#### [Task description]
Copy each line in the data below that contains the word "query".
Supplied material START
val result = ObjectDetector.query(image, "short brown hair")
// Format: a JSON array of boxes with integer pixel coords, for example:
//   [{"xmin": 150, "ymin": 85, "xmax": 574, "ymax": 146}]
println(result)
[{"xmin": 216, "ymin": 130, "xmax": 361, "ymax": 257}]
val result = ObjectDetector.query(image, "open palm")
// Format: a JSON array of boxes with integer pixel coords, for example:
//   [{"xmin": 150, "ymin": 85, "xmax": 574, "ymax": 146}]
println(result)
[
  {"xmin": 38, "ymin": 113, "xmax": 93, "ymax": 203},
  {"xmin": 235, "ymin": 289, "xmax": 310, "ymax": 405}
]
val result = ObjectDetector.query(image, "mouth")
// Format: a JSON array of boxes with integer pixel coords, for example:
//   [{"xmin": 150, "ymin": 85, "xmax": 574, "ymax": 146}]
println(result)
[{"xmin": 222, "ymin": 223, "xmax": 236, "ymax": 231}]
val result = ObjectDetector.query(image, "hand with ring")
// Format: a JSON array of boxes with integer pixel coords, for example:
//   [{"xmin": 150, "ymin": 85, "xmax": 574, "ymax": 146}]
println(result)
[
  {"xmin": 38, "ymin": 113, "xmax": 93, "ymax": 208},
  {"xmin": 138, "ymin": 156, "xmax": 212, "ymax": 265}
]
Supplied material END
Supplied material START
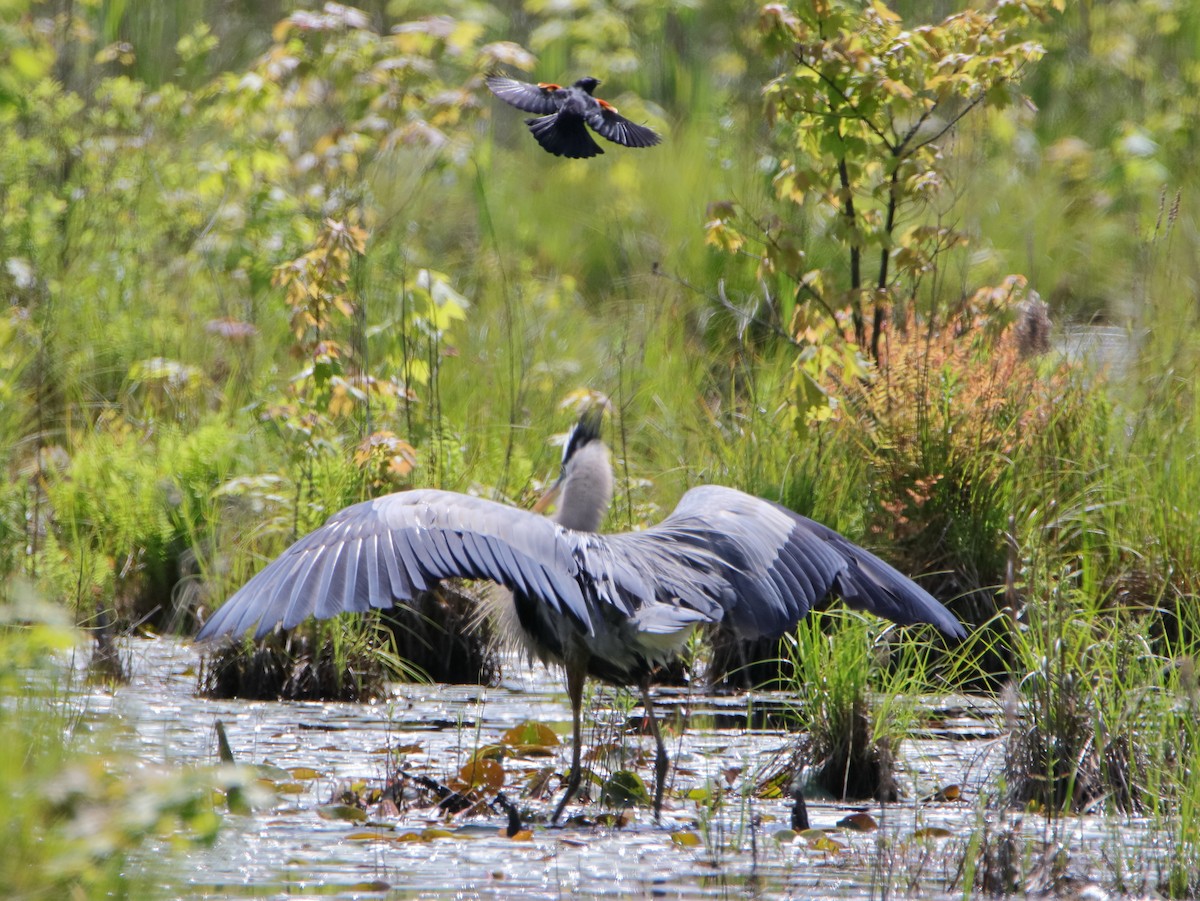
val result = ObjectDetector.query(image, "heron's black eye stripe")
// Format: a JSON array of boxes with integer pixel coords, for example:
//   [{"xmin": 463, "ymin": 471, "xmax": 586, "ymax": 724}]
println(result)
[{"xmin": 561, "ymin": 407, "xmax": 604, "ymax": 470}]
Supplied material END
#### [Exercise output]
val result = ObjectDetector.query(image, "short brown hair")
val result = ObjectDetector.query(image, "open palm")
val result = ObjectDetector.query(image, "mouth")
val result = ObjectDetector.query(image, "hand with ring")
val result = ObjectDetector.query(image, "heron's black eye stripe")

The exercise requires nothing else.